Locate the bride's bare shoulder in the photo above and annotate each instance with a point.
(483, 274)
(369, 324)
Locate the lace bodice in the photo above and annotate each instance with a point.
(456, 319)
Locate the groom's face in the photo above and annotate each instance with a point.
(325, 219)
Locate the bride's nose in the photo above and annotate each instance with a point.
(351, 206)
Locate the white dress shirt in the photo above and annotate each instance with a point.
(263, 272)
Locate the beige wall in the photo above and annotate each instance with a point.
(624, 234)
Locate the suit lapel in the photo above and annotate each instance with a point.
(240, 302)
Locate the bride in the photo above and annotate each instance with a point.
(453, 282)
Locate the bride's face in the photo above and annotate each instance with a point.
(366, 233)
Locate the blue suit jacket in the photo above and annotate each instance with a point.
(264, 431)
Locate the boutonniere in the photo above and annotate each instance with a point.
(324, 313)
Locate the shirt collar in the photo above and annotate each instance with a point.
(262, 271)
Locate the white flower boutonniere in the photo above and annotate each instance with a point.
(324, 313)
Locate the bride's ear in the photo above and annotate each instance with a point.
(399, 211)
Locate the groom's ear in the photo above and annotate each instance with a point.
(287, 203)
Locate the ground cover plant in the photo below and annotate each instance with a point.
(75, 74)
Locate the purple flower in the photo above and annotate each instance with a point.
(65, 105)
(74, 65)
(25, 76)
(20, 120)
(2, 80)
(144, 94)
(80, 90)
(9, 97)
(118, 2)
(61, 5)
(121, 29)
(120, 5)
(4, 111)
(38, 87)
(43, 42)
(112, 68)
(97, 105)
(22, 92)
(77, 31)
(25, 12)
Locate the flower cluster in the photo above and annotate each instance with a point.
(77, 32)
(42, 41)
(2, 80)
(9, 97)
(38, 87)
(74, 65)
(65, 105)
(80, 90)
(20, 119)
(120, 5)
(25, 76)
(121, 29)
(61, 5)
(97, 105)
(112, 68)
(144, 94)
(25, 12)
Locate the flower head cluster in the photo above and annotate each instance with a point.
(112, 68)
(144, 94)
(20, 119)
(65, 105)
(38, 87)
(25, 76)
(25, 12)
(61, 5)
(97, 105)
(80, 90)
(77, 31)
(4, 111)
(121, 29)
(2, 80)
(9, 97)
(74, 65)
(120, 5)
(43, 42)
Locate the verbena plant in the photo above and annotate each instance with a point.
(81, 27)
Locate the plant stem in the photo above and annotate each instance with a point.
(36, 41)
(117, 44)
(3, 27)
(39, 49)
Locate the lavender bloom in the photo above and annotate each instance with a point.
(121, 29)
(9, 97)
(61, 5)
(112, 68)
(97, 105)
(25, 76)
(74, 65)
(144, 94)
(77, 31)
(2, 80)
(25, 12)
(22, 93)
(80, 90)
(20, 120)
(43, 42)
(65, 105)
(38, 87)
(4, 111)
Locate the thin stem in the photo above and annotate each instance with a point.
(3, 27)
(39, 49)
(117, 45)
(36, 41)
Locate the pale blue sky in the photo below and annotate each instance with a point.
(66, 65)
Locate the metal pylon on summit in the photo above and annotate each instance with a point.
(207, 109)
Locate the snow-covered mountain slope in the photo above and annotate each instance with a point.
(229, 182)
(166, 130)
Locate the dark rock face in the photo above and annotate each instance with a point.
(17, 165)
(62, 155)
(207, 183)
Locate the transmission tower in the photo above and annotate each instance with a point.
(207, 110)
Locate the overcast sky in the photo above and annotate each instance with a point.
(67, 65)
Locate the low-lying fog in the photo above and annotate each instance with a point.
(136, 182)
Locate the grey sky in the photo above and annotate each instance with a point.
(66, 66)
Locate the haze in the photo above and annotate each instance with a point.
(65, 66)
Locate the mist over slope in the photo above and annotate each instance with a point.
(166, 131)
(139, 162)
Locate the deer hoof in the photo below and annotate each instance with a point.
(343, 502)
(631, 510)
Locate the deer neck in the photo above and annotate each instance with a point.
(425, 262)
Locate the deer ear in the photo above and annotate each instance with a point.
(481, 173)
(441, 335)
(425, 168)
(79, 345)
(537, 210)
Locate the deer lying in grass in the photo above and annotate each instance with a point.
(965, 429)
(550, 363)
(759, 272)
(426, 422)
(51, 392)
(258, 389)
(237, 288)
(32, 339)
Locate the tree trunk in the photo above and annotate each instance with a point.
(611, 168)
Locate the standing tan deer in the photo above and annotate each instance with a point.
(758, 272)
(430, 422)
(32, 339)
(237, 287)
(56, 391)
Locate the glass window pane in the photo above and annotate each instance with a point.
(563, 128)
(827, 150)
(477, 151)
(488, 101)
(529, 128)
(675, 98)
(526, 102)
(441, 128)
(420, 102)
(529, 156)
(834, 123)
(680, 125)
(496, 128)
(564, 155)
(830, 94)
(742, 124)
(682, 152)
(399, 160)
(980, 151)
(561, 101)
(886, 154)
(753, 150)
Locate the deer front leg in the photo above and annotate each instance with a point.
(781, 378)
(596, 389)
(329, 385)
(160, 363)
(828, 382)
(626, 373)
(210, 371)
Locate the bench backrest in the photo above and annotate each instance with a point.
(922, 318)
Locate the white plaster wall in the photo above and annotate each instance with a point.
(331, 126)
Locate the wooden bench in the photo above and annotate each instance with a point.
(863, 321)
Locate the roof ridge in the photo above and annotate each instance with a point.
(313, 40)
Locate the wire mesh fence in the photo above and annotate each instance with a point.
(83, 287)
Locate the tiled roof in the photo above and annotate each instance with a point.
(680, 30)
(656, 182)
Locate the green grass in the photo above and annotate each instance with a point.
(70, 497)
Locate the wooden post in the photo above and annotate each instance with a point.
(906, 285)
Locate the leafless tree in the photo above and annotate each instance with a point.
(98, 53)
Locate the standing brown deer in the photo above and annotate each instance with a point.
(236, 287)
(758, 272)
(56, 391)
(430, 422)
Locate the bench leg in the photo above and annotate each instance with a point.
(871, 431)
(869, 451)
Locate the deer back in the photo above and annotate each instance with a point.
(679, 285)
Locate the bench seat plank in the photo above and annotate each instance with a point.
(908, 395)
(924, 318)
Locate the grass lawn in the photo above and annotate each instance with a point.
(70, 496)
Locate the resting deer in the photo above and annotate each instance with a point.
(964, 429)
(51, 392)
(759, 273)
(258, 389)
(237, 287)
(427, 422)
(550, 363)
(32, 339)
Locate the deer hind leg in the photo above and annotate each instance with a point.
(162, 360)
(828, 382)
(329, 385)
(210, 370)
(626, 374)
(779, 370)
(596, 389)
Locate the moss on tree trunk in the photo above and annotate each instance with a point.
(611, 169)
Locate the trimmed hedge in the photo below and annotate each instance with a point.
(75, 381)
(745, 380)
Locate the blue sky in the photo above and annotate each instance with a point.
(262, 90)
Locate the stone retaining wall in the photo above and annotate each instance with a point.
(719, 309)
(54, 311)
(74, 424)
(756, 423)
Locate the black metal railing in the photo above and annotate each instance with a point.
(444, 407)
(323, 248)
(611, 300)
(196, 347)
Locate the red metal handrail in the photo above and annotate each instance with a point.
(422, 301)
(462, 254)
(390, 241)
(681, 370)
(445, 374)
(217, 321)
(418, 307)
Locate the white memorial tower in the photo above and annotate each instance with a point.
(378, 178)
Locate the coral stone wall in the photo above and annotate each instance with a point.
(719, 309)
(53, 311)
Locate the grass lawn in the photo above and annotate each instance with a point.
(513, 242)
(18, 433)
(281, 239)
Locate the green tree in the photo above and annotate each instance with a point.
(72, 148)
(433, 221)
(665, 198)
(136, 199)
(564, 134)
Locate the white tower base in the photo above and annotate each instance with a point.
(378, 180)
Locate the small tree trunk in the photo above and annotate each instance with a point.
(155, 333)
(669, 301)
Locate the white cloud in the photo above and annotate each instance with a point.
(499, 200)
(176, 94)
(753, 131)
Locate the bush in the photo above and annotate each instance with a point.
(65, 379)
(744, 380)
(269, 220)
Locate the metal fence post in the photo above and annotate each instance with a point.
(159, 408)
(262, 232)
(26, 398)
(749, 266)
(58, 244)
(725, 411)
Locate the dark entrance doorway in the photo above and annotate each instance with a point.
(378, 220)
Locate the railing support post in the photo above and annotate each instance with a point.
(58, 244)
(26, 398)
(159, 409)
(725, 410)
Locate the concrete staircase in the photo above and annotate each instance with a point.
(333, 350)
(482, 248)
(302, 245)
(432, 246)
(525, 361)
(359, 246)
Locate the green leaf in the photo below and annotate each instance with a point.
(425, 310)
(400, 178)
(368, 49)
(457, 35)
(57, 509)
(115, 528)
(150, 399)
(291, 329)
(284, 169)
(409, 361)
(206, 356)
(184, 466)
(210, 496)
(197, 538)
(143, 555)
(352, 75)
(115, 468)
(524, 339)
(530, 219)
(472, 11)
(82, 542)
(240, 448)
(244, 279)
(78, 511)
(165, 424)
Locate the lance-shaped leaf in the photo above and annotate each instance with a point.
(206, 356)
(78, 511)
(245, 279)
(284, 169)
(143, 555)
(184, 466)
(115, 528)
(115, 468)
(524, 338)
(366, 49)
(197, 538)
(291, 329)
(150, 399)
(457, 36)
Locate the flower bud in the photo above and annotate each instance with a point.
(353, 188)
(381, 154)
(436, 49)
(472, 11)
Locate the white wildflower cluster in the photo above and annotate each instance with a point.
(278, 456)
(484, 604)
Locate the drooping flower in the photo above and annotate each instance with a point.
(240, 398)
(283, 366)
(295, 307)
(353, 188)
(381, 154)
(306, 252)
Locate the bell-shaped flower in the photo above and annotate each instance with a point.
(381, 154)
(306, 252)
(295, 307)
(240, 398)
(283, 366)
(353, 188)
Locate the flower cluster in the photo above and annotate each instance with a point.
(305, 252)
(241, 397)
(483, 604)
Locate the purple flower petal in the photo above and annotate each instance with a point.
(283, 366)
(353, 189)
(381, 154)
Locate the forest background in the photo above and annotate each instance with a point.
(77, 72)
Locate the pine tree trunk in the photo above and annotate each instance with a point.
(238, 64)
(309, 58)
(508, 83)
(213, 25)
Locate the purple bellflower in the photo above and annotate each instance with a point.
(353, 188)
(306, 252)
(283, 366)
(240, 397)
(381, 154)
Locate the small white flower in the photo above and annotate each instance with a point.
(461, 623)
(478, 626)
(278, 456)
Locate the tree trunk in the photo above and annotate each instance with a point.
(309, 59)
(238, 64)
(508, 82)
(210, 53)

_Aim of the task_
Only the lines from the one holding "Locate the pine" through the end of the listing should appear in the response, each restated exactly.

_Output for this exercise_
Locate the pine tree trunk in the photo above and annotate each instance with a point.
(238, 64)
(309, 58)
(508, 83)
(213, 25)
Locate the purple bellflower in the photo above and annotate each instance with a point.
(353, 188)
(306, 252)
(283, 366)
(240, 397)
(381, 154)
Locate the small white flower in the photo above and annotate each instance with a point.
(461, 623)
(478, 626)
(278, 456)
Locate the tree trunk in the photo above and annotate each instance with a point.
(309, 59)
(238, 64)
(508, 82)
(210, 53)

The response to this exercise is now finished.